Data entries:
════════════════════

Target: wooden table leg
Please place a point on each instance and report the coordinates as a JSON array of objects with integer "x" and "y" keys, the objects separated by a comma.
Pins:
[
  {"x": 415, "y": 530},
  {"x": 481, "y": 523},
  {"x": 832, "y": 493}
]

════════════════════

▶ [REQUEST]:
Filter the records, keeping only the lines that contain the string "Please". Output those lines unchanged.

▶ [COMPLETED TASK]:
Please place a point on each instance and report the coordinates as a JSON array of objects with integer "x" and "y" keys, the objects separated by a comma.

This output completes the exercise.